═════ Listed entries

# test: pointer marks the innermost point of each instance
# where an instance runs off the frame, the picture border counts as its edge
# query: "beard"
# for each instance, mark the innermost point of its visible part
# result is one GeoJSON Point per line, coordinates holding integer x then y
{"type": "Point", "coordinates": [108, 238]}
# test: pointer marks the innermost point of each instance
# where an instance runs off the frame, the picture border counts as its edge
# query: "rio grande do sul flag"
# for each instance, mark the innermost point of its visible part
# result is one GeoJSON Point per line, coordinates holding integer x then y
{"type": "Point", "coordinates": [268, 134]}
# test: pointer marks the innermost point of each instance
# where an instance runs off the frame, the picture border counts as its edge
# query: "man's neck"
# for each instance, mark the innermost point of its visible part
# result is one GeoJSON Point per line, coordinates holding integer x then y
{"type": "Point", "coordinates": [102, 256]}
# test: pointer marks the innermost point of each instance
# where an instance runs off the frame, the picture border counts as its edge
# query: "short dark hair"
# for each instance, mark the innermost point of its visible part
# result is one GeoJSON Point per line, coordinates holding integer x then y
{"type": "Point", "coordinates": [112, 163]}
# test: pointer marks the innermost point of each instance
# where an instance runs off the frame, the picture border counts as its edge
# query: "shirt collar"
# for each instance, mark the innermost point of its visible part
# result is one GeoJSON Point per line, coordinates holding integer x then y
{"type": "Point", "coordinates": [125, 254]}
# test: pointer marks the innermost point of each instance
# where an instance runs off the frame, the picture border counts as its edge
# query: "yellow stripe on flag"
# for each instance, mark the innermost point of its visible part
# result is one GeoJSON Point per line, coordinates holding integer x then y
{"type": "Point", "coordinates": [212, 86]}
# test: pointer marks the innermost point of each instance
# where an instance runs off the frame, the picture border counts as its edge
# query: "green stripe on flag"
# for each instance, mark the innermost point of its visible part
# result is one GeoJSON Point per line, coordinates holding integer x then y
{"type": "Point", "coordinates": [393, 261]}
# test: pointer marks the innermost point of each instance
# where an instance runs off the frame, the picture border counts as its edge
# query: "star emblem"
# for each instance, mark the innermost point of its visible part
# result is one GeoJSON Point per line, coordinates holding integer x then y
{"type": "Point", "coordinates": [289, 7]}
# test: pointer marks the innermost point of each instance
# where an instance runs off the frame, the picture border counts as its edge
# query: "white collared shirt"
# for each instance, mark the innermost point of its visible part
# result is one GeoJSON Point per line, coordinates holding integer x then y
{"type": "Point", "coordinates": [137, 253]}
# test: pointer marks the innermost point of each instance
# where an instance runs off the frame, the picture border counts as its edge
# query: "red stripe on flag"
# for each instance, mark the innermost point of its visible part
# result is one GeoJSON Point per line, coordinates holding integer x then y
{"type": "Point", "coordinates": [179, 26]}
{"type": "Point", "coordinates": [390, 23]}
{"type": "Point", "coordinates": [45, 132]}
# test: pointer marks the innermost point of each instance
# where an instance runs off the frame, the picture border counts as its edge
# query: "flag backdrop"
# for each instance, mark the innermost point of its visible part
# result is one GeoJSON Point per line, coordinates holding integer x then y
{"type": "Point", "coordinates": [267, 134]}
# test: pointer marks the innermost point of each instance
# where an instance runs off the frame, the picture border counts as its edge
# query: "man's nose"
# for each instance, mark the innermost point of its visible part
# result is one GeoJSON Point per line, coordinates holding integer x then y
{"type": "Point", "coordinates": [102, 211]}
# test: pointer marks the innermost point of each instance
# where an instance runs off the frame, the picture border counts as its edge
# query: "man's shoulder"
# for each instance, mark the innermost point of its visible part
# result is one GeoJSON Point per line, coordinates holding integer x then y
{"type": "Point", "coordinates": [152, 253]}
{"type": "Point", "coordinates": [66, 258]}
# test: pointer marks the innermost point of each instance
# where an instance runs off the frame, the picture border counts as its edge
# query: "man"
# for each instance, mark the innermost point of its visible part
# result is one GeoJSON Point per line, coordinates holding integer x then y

══════════

What is expected: Could every record be printed again exactly as it reads?

Solution to this problem:
# test: pointer marks the innermost point of each instance
# where an instance runs off the frame, the picture border counts as its edge
# query: "beard"
# for each instance, mark the innermost point of its visible part
# result is one GeoJSON Point per line, coordinates holding integer x then y
{"type": "Point", "coordinates": [108, 238]}
# test: pointer marks the innermost point of each instance
# where an instance runs off the frame, the picture border counts as its edge
# query: "rio grande do sul flag"
# for each instance, mark the innermost point of its visible part
# result is one GeoJSON Point per line, coordinates holding integer x then y
{"type": "Point", "coordinates": [268, 134]}
# test: pointer marks the innermost point of each instance
# where an instance runs off the frame, the picture border counts as its edge
# query: "man's neck"
# for each instance, mark the innermost point of its visible part
# result is one GeoJSON Point per line, coordinates holding integer x then y
{"type": "Point", "coordinates": [102, 256]}
# test: pointer marks the innermost point of each instance
# where an instance runs off the frame, the picture border counts as its edge
# query: "short dark hair"
# for each instance, mark the innermost point of its visible part
# result is one GeoJSON Point per line, coordinates holding integer x then y
{"type": "Point", "coordinates": [112, 163]}
# test: pointer marks the innermost point of each instance
# where an instance runs off the frame, the picture border counts as its edge
# query: "shirt collar"
# for each instance, mark the innermost point of its visible part
# result is one GeoJSON Point per line, coordinates holding integer x then y
{"type": "Point", "coordinates": [125, 254]}
# test: pointer marks the innermost point of each instance
# where an instance runs off the frame, the picture border counts as its edge
# query: "yellow stripe on flag"
# for each instance, mark the innermost point of its visible part
# result is one GeoJSON Point per line, coordinates holding integer x then y
{"type": "Point", "coordinates": [212, 86]}
# test: pointer marks the innermost point of each instance
# where an instance runs off the frame, the picture border counts as its edge
# query: "green stripe on flag"
# for each instance, mark the innermost point of its visible part
# result is one GeoJSON Point per line, coordinates holding integer x then y
{"type": "Point", "coordinates": [393, 261]}
# test: pointer marks the innermost point of each instance
# where an instance runs off the frame, the picture border counts as its edge
# query: "star emblem"
# for each instance, mark the innermost point of its visible part
# result is one GeoJSON Point per line, coordinates holding integer x then y
{"type": "Point", "coordinates": [289, 7]}
# test: pointer marks the innermost point of each instance
# where an instance runs off the frame, the picture border counts as its edge
# query: "white collared shirt"
# for each instance, mark the innermost point of its visible part
# result is one GeoJSON Point per line, coordinates holding integer x then y
{"type": "Point", "coordinates": [137, 253]}
# test: pointer marks the innermost point of each instance
# where an instance runs off the frame, the picture border counts as its edge
# query: "red stripe on flag"
# for each instance, mark the innermost point of its visible part
# result is one GeoJSON Point per line, coordinates holding integer x then y
{"type": "Point", "coordinates": [179, 26]}
{"type": "Point", "coordinates": [390, 23]}
{"type": "Point", "coordinates": [45, 132]}
# test: pointer marks the innermost point of each instance
# where an instance runs off the frame, the picture border counts as its edge
# query: "flag backdrop"
# for each instance, mark the innermost point of its visible part
# result is one GeoJSON Point per line, coordinates holding integer x then y
{"type": "Point", "coordinates": [267, 134]}
# test: pointer marks the innermost point of each instance
# where an instance runs off the frame, the picture border counts as its edge
# query: "man's nose"
# for each instance, mark the innermost point of its visible part
# result is one GeoJSON Point per line, coordinates holding integer x then y
{"type": "Point", "coordinates": [102, 211]}
# test: pointer marks the innermost point of each instance
# where an instance runs off the frame, the picture border counts as its edge
# query: "man's shoulder"
# for each instance, mark the innermost point of its visible part
# result is one GeoJSON Point per line, coordinates holding integer x then y
{"type": "Point", "coordinates": [152, 253]}
{"type": "Point", "coordinates": [66, 258]}
# test: pointer marks the innermost point of each instance
# where an instance runs off the frame, the picture border counts as its edge
# query: "man"
# for each instance, mark the innermost point of its visible part
# result is one GeoJSON Point per line, coordinates holding integer x then y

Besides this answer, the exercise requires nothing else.